*** Opening of Information supplied ***
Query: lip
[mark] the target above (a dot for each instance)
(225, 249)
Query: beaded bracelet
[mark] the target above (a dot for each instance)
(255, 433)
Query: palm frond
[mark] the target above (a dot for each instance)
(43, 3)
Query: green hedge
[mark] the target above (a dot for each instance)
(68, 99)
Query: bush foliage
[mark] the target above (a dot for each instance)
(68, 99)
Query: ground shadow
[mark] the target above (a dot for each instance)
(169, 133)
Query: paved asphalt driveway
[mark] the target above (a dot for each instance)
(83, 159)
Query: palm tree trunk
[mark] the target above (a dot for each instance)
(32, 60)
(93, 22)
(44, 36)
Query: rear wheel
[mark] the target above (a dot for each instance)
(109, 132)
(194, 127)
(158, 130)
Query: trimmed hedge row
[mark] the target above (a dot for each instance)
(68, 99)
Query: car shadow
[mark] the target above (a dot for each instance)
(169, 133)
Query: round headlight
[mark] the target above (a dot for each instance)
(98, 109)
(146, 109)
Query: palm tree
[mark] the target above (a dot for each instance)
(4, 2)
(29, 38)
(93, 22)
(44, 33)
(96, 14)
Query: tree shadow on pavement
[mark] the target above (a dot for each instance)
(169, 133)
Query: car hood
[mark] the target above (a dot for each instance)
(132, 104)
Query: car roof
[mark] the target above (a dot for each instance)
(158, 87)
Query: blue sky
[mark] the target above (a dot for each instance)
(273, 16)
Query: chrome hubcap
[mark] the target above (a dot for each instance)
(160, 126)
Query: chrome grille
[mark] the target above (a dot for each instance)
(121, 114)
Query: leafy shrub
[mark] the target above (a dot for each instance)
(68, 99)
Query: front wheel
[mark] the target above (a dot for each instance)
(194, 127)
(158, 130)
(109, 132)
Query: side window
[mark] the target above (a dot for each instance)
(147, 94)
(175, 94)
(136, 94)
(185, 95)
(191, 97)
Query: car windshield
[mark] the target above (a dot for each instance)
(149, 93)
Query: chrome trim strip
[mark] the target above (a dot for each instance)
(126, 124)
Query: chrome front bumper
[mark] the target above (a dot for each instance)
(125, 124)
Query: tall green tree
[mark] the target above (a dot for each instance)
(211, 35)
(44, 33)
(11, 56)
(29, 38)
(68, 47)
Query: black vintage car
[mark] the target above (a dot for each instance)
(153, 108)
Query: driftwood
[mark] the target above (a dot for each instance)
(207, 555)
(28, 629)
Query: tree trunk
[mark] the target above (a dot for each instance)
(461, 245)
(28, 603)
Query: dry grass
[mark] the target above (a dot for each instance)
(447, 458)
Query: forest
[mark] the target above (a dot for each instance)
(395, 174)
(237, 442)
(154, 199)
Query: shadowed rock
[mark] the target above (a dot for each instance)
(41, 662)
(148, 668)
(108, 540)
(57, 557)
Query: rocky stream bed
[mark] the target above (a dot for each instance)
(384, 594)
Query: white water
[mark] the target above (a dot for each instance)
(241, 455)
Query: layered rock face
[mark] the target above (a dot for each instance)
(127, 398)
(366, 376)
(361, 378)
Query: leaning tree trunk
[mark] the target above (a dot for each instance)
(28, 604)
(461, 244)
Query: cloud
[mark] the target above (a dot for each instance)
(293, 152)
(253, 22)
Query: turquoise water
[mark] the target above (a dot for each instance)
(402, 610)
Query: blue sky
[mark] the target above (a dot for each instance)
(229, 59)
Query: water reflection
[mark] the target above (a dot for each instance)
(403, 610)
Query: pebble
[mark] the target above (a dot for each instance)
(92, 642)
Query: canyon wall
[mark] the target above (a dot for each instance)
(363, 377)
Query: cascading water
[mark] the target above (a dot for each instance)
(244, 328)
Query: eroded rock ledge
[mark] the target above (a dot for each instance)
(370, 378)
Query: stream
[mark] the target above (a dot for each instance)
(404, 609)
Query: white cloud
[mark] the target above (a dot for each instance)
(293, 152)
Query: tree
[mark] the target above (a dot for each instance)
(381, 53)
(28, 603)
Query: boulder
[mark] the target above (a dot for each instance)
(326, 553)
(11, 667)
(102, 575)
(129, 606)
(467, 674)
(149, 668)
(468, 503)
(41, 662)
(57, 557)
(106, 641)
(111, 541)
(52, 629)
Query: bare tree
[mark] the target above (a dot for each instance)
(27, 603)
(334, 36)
*** Close of Information supplied ***
Give again each line shown above, keeping every word as it is.

§ **Answer to this exercise**
Query: lip
[mark] the target above (a dot for each instance)
(225, 249)
Query: beaded bracelet
[mark] the target above (a dot for each instance)
(255, 433)
Query: palm frond
[mark] the target above (a dot for each instance)
(43, 3)
Query: green hedge
[mark] the target above (a dot for each instance)
(68, 99)
Query: bush foliage
[mark] the target above (a dot for each instance)
(68, 99)
Query: ground shadow
[mark] the target above (a dot for each instance)
(169, 133)
Query: paved asphalt driveway
[mark] the target above (a dot for each instance)
(83, 159)
Query: palm tree trunk
[mark] the target above (a dot for each instance)
(32, 60)
(93, 22)
(44, 36)
Query: rear wheel
[mark] the target above (a dot for each instance)
(109, 132)
(194, 127)
(158, 130)
Query: trimmed hedge row
[mark] the target above (a dot for each instance)
(68, 99)
Query: car shadow
[mark] the target above (a dot for each instance)
(169, 133)
Query: round headlight
[mark] the target above (a dot for each instance)
(98, 109)
(146, 109)
Query: palm tree
[mark] the target above (a dot for each instance)
(4, 2)
(29, 38)
(93, 22)
(44, 33)
(96, 14)
Query: tree shadow on pavement
[mark] the target above (a dot for each instance)
(169, 133)
Query: car hood
[mark] the target above (a dot for each instance)
(132, 104)
Query: car roof
[mark] the target above (a dot for each instance)
(158, 87)
Query: blue sky
[mark] the target above (a dot for each instance)
(273, 16)
Query: chrome hubcap
[mark] the target above (a dot for each instance)
(160, 126)
Query: chrome grille
[mark] the target above (a dot for each instance)
(121, 114)
Query: leafy shrub
[mark] the target above (a dot for each instance)
(68, 99)
Query: front wheel
[mark] the target above (a dot for each instance)
(194, 127)
(158, 130)
(109, 132)
Query: side window
[mark] the target above (a dot for each instance)
(147, 94)
(175, 94)
(136, 94)
(185, 95)
(191, 97)
Query: car windshield
[mark] the target above (a dot for each instance)
(149, 93)
Query: chrome trim strip
[mark] the target above (a dot for each instance)
(126, 124)
Query: chrome front bumper
[mark] the target above (a dot for each instance)
(125, 124)
Query: tall green tree
[mark] the target above (a dot for each instance)
(211, 35)
(44, 33)
(11, 56)
(29, 38)
(68, 47)
Query: black vintage car
[mark] the target above (a dot for each instance)
(153, 108)
Query: driftwood
[mark] the target above (a dot for each instance)
(207, 555)
(28, 629)
Query: tree trunk
[mark] the target above (a dot for each instance)
(461, 245)
(28, 603)
Query: dry grass
[mark] the target above (a dot for each instance)
(447, 458)
Query: forest
[mark] the target above (a dot for each instance)
(395, 174)
(237, 442)
(154, 199)
Query: shadowed rock
[mark] the target above (a dot for each instance)
(41, 662)
(148, 668)
(108, 540)
(57, 557)
Query: rocky stream bed
[mark] the target above (a dot for each instance)
(384, 594)
Query: white water
[mark] the target above (a dot for each instance)
(241, 455)
Query: layered rock face
[mark] the target above (a dot for each instance)
(127, 398)
(366, 376)
(361, 378)
Query: leaning tree trunk
[mark] the target above (a dot for each instance)
(28, 604)
(461, 244)
Query: cloud
[mark] the target above (a dot for each instance)
(293, 152)
(253, 22)
Query: turquoise water
[mark] the target above (a dot for each instance)
(402, 610)
Query: blue sky
[mark] the target above (a dot for each instance)
(229, 59)
Query: water reflection
[mark] the target above (a dot for each instance)
(403, 610)
Query: pebble
[mark] the target above (a dot for each instance)
(92, 642)
Query: canyon wall
[mark] the target above (a dot for each instance)
(363, 377)
Query: cascading water
[mark] the target above (a dot for each instance)
(244, 328)
Query: eroded rock ledge
[mark] the target above (a dot for each instance)
(370, 378)
Query: stream
[mark] the target above (a dot for each instance)
(404, 609)
Query: white cloud
[mark] the target above (a dot for each instance)
(293, 152)
Query: tree
[mark] the target above (a dot for each instance)
(381, 53)
(28, 603)
Query: boulder
[mark] the target above (a dot for each instance)
(326, 553)
(11, 667)
(102, 575)
(129, 606)
(467, 674)
(149, 668)
(468, 503)
(41, 662)
(57, 557)
(106, 641)
(111, 541)
(52, 629)
Query: bare tree
[mark] the target above (a dot for each instance)
(27, 603)
(334, 36)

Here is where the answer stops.